= INSTRUCTIONS FOR THE TASK =
Gather every line in the entries below that contains the string "trace" and copy each one out in full.

━━━━━━

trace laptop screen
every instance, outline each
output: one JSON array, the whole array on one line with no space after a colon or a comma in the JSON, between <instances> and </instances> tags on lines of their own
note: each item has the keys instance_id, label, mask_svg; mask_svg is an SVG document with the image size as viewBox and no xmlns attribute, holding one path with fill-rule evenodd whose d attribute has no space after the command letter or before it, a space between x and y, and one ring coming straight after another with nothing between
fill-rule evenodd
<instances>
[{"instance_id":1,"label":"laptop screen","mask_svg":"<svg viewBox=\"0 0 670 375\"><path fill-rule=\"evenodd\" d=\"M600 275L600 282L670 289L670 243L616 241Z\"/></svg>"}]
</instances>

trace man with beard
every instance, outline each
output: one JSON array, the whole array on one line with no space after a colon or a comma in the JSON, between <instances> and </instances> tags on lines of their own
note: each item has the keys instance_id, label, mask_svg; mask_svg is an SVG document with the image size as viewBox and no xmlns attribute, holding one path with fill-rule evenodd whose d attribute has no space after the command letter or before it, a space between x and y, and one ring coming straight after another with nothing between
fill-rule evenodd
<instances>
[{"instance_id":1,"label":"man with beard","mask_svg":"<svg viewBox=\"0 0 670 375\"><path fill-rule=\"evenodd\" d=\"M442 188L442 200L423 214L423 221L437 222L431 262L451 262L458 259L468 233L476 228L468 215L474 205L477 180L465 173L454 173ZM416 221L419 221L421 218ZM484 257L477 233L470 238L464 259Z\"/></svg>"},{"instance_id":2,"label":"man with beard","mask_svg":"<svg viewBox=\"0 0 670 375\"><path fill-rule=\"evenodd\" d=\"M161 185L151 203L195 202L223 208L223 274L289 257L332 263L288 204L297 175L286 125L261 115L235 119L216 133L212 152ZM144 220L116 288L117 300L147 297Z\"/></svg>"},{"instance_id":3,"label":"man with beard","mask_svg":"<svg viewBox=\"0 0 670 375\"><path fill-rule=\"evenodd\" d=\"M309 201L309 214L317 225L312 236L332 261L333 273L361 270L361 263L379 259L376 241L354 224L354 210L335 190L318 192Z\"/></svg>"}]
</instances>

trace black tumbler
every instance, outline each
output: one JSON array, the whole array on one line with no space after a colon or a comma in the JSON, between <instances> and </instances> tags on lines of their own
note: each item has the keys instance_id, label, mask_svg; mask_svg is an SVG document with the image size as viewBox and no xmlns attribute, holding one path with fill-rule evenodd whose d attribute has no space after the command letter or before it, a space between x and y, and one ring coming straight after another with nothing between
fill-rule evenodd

━━━━━━

= RESPONSE BELOW =
trace laptop screen
trace man with beard
trace black tumbler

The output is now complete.